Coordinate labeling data

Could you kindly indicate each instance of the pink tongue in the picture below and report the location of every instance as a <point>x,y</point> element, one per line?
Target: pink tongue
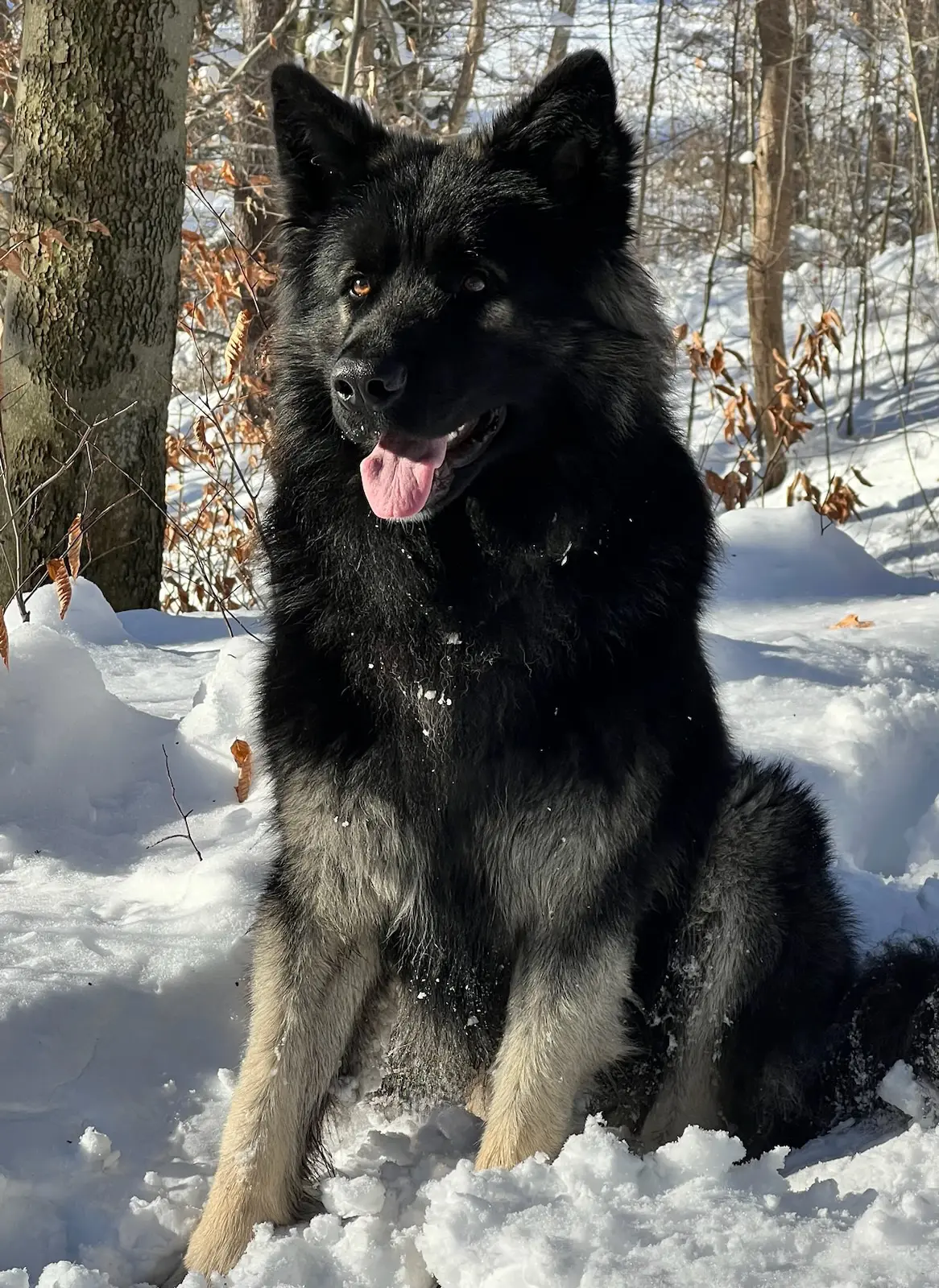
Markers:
<point>399,474</point>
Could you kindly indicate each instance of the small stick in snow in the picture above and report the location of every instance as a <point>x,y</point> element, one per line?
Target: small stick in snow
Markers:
<point>184,815</point>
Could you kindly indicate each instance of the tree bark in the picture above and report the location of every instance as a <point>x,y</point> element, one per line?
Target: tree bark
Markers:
<point>562,35</point>
<point>475,39</point>
<point>90,328</point>
<point>771,222</point>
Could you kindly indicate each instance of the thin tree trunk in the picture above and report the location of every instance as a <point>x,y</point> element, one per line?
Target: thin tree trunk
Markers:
<point>90,330</point>
<point>475,38</point>
<point>771,223</point>
<point>562,35</point>
<point>649,109</point>
<point>724,203</point>
<point>254,213</point>
<point>350,55</point>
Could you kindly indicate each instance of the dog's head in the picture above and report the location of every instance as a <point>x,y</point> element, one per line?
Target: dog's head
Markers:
<point>438,290</point>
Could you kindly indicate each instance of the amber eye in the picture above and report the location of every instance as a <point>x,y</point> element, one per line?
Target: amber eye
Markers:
<point>475,281</point>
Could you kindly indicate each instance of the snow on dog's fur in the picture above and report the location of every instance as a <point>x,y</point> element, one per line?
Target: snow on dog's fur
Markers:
<point>505,796</point>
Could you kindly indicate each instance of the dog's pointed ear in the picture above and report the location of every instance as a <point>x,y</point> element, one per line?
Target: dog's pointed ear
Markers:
<point>567,133</point>
<point>324,142</point>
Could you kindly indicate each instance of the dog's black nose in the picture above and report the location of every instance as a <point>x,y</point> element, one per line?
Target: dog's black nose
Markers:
<point>367,386</point>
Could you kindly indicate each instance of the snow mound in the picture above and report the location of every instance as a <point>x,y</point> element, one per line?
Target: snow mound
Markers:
<point>223,705</point>
<point>89,616</point>
<point>77,758</point>
<point>692,1214</point>
<point>795,554</point>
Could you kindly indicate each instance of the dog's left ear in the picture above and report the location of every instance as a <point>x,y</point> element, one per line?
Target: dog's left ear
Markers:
<point>324,142</point>
<point>565,133</point>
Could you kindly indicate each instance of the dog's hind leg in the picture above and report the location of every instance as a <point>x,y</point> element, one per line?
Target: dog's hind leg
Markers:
<point>308,992</point>
<point>563,1026</point>
<point>760,963</point>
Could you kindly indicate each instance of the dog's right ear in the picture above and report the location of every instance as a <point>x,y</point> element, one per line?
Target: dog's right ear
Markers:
<point>324,142</point>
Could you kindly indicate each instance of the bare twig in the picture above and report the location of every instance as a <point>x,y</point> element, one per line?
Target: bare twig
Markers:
<point>183,815</point>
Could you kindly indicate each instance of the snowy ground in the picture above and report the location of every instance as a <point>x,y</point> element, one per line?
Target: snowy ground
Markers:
<point>122,951</point>
<point>122,957</point>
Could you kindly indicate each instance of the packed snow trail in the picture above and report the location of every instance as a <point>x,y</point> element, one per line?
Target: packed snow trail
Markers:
<point>122,959</point>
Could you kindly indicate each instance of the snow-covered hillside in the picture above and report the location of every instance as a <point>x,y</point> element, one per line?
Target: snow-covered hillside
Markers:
<point>122,956</point>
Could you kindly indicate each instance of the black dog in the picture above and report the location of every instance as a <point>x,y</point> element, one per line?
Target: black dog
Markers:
<point>507,800</point>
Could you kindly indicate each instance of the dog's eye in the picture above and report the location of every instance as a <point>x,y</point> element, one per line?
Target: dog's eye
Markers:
<point>475,281</point>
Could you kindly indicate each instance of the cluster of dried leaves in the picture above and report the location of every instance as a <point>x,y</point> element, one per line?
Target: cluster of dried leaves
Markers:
<point>62,573</point>
<point>838,504</point>
<point>217,461</point>
<point>795,392</point>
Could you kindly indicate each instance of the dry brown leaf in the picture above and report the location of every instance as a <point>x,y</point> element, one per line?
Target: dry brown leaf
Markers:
<point>13,264</point>
<point>58,573</point>
<point>242,759</point>
<point>238,341</point>
<point>75,536</point>
<point>850,621</point>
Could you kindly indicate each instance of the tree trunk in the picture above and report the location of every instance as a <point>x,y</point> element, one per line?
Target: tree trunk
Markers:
<point>475,38</point>
<point>90,328</point>
<point>562,35</point>
<point>254,214</point>
<point>771,222</point>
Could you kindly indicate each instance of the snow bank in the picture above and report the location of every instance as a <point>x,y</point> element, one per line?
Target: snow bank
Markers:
<point>122,957</point>
<point>795,554</point>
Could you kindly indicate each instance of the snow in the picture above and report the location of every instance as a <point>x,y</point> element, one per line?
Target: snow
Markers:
<point>122,960</point>
<point>124,940</point>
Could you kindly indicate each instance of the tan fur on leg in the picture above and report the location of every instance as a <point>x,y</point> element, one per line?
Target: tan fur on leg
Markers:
<point>565,1024</point>
<point>304,1006</point>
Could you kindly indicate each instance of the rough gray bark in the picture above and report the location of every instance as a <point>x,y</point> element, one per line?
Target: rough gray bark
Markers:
<point>98,135</point>
<point>771,222</point>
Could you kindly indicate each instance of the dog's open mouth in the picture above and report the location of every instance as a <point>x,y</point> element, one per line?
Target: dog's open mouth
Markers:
<point>403,473</point>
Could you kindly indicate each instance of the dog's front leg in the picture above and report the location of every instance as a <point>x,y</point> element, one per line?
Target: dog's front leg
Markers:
<point>563,1026</point>
<point>307,995</point>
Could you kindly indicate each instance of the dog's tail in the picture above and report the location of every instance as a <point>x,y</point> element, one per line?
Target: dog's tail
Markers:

• _Written exercise_
Express each line of the records above as a Markdown table with the columns Row and Line, giving each row a number and omitting blank lines. Leave the pictures out of the answer.

• _Response below_
| Row | Line |
|---|---|
| 1 | Could you kindly indicate each instance of the pink tongue in the picture below and report the location of every instance as a <point>x,y</point> element, one per line? |
| 2 | Target: pink tongue |
| 3 | Markers: |
| 4 | <point>399,474</point> |
| 5 | Could you kindly indicate each instance of the small stick in snow in the picture above and report the location of every instance as a <point>x,y</point> element, one per line? |
| 6 | Target: small stick in snow |
| 7 | Markers: |
| 8 | <point>184,815</point> |
| 9 | Could you kindly indicate each instance of the tree bark in the picture above and report the location of every instance as a <point>x,y</point> element, one per line? |
| 10 | Target: tree bark |
| 11 | Markers: |
| 12 | <point>562,35</point> |
| 13 | <point>475,39</point> |
| 14 | <point>90,328</point> |
| 15 | <point>771,222</point> |
| 16 | Could you kindly indicate each instance of the thin tree trunk in the picture above and report the location of every instance as a <point>x,y</point> element, one per line? |
| 17 | Target: thin tree trunk |
| 18 | Markers: |
| 19 | <point>90,330</point> |
| 20 | <point>475,38</point> |
| 21 | <point>771,223</point> |
| 22 | <point>562,35</point> |
| 23 | <point>649,109</point> |
| 24 | <point>724,203</point> |
| 25 | <point>254,213</point> |
| 26 | <point>350,55</point> |
| 27 | Could you kindly indicate each instance of the dog's head in the picture above and report the location of every instance as a <point>x,y</point> element, one per line? |
| 28 | Target: dog's head |
| 29 | Markers: |
| 30 | <point>438,290</point> |
| 31 | Could you kindly indicate each instance of the amber eye in the picture above and report the location of every instance as a <point>x,y</point> element, one per line? |
| 32 | Target: amber eye |
| 33 | Markers: |
| 34 | <point>475,281</point> |
| 35 | Could you kindly indicate each instance of the snow on dog's fur in the picture above and report the location of every instance as a <point>x,y</point> element, one per line? |
| 36 | Target: snow on dog's fur |
| 37 | Markers: |
| 38 | <point>505,796</point> |
| 39 | Could you kindly indicate each instance of the dog's pointed ear in the picture above and report the location of every instance as a <point>x,y</point> element, one per line? |
| 40 | Target: dog's pointed ear |
| 41 | Markers: |
| 42 | <point>567,133</point> |
| 43 | <point>324,142</point> |
| 44 | Could you kindly indicate each instance of the dog's black nose in the picture above and report the location of every instance as a <point>x,y</point> element, one per line? |
| 45 | Target: dog's black nose |
| 46 | Markers: |
| 47 | <point>367,386</point> |
| 48 | Could you kindly indicate each instance of the snow mound in the picture above and report the location of every instance as a <point>x,y</point> element, one per line? |
| 49 | Target: snow mound |
| 50 | Markers: |
| 51 | <point>223,705</point> |
| 52 | <point>89,616</point> |
| 53 | <point>77,758</point> |
| 54 | <point>692,1214</point> |
| 55 | <point>795,554</point> |
| 56 | Could you kindly indicate each instance of the dog's left ear in the picture above and report the location of every instance as a <point>x,y</point> element, one per line? |
| 57 | Target: dog's left ear |
| 58 | Markers: |
| 59 | <point>324,142</point> |
| 60 | <point>565,133</point> |
| 61 | Could you kindly indicate each instance of the dog's hind leg in the picture above and report the location of every instance as a <point>x,y</point> element, one per line? |
| 62 | Target: dog's hind leg |
| 63 | Markers: |
| 64 | <point>308,992</point> |
| 65 | <point>563,1026</point> |
| 66 | <point>760,963</point> |
| 67 | Could you kindly indicate each instance of the dog's right ear in the picture above and report the location of every instance as a <point>x,y</point> element, one per line? |
| 68 | Target: dog's right ear |
| 69 | Markers: |
| 70 | <point>324,142</point> |
| 71 | Could you kindly indicate each instance of the bare twig in the picture above and report the location of every instance as a <point>x,y</point> element, one per line? |
| 72 | Target: bare twig |
| 73 | Markers: |
| 74 | <point>183,815</point> |
| 75 | Could you kindly indicate each instance of the snowy ground in the picture above and report the location of every instance as a <point>x,y</point> element, one per line? |
| 76 | Target: snowy ground |
| 77 | Markers: |
| 78 | <point>122,951</point> |
| 79 | <point>122,957</point> |
| 80 | Could you kindly indicate each instance of the packed snow trail in the picture above and report the location of every instance as a <point>x,y</point> element, one per line? |
| 81 | Target: packed snow trail |
| 82 | Markers: |
| 83 | <point>122,959</point> |
| 84 | Could you kindly indicate each instance of the snow-covered hillside in the picture above and report the location of every instance as a <point>x,y</point> element, one per line? |
| 85 | Target: snow-covered hillside |
| 86 | Markers: |
| 87 | <point>122,956</point> |
| 88 | Could you kindly indicate each instance of the black dog in the picture above and report the location of every instance as a <point>x,y</point> element, one per line? |
| 89 | Target: black dog |
| 90 | Markers: |
| 91 | <point>507,800</point> |
| 92 | Could you kindly indicate each instance of the dog's eye in the picture above and report the location of every instance as a <point>x,y</point> element, one per line? |
| 93 | Target: dog's eye |
| 94 | Markers: |
| 95 | <point>475,281</point> |
| 96 | Could you kindly indicate each instance of the cluster of dried leaves in the picture above and report the location of every instance as a <point>x,y</point> element, one per line? |
| 97 | Target: cluster of dried leaves |
| 98 | Markers: |
| 99 | <point>62,573</point> |
| 100 | <point>838,504</point> |
| 101 | <point>217,461</point> |
| 102 | <point>795,392</point> |
| 103 | Could you kindly indicate each instance of the dry brown leaf in the picture above and report the location of every instance as a <point>x,y</point> element, one per line? |
| 104 | Target: dry brown leaf |
| 105 | Markers: |
| 106 | <point>13,264</point> |
| 107 | <point>58,573</point> |
| 108 | <point>242,759</point> |
| 109 | <point>238,341</point> |
| 110 | <point>75,536</point> |
| 111 | <point>850,621</point> |
| 112 | Could you kindly indicate each instance of the tree trunk in the picture above and report the location of every instance as a <point>x,y</point> element, one per line? |
| 113 | Target: tree trunk |
| 114 | Markers: |
| 115 | <point>475,38</point> |
| 116 | <point>90,328</point> |
| 117 | <point>562,35</point> |
| 118 | <point>254,214</point> |
| 119 | <point>771,222</point> |
| 120 | Could you kindly indicate each instance of the snow bank in the picture above and report the location of every instance as a <point>x,y</point> element, one per line? |
| 121 | Target: snow bank |
| 122 | Markers: |
| 123 | <point>122,957</point> |
| 124 | <point>795,554</point> |
| 125 | Could you kindly indicate each instance of the snow in the picture above and report the location of every instance as a <point>x,y</point> element, one per line? |
| 126 | Target: snow |
| 127 | Markers: |
| 128 | <point>122,960</point> |
| 129 | <point>124,940</point> |
| 130 | Could you kindly indicate each instance of the tan fur on leg in the picture above and report the location of every instance as a <point>x,y</point> element, one per line? |
| 131 | Target: tan fur on leg |
| 132 | Markers: |
| 133 | <point>565,1024</point> |
| 134 | <point>304,1006</point> |
| 135 | Could you kindly indicate each instance of the rough gray bark in the picture above and report the location of every instance as a <point>x,y</point> element, one per line? |
| 136 | Target: rough gray bark |
| 137 | Markers: |
| 138 | <point>98,135</point> |
| 139 | <point>771,222</point> |
| 140 | Could you kindly indicate each instance of the dog's open mouth in the picture above and report the location of every instance as a <point>x,y</point> element, one per line? |
| 141 | Target: dog's open mouth |
| 142 | Markers: |
| 143 | <point>403,473</point> |
| 144 | Could you kindly indicate each instance of the dog's front leg in the picture above and report the location of every instance as a <point>x,y</point> element, one per line? |
| 145 | Target: dog's front leg |
| 146 | Markers: |
| 147 | <point>563,1026</point> |
| 148 | <point>307,995</point> |
| 149 | Could you kindly indicate each instance of the dog's tail in the picture above and report the location of every instance as a <point>x,y</point> element, one per line? |
| 150 | Target: dog's tail |
| 151 | Markers: |